Hesperian Health Guides

Dental Care for a Person with HIV

In this chapter:

In general, there is no need to change dental treatment because a person is infected with HIV. This is especially true if the person has no signs of HIV. If there is already an infection in the mouth, use a mouthwash before treatment. This will help prevent the infection from getting worse.

a woman speaking.
Anyone with HIV has the right to get good dental care and to be treated with respect.

There are no special problems in doing simple fillings, or fitting false teeth (dentures) for a person infected with HIV. But as the HIV infection advances to AIDS, you will be able to give better dental care if you know about any health problems the person may have. For example, if you need to take out a tooth, you must be extra careful not to cause an infection. Remember, always use clean, sterilized instruments, and when you give injections use only clean, sterilized needles and syringes, so you do not cause infections. If you have any concerns about someone’s health, it may help to speak with a health worker.

Taking out a tooth

To take out a tooth, follow all the guidelines in Chapter 11. In addition, to prevent infection for someone with HIV, before you remove the tooth, make sure the person’s mouth is as clean as possible. A mouth rinse can help.

To prevent infection and to help with healing, gently scale or scrape away the tartar (see Chapter 8) from all the teeth. Be careful to do as little damage as possible to the gum and bone around the tooth you are taking out. An infected tooth socket (the hole that is left after you take out the tooth) in a person with HIV can be a serious problem. See information about problems after you take out a tooth.

In the later stages of HIV infection when the person has AIDS, the blood may not clot as quickly as normal. Be very gentle when you take out the teeth. Take only one tooth out at a time, and wait until bleeding is controlled before taking another one out.

========================

● YOUR INSTRUCTIONS
Extract the passage of the dental care text from "Hesperian Health Guides" up to and including "from getting worse.", copying it word for word.

● SOURCE MATERIAL
========================

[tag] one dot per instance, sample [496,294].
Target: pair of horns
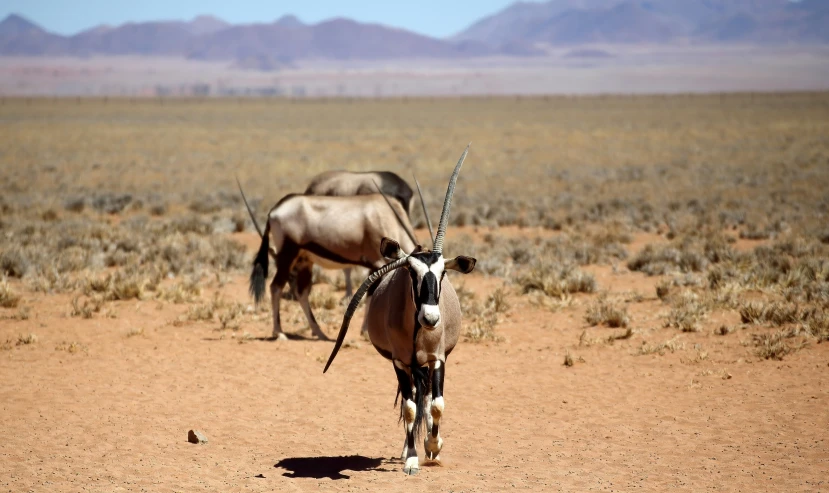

========================

● TASK ANSWER
Hesperian Health Guides

Dental Care for a Person with HIV

In this chapter:

In general, there is no need to change dental treatment because a person is infected with HIV. This is especially true if the person has no signs of HIV. If there is already an infection in the mouth, use a mouthwash before treatment. This will help prevent the infection from getting worse.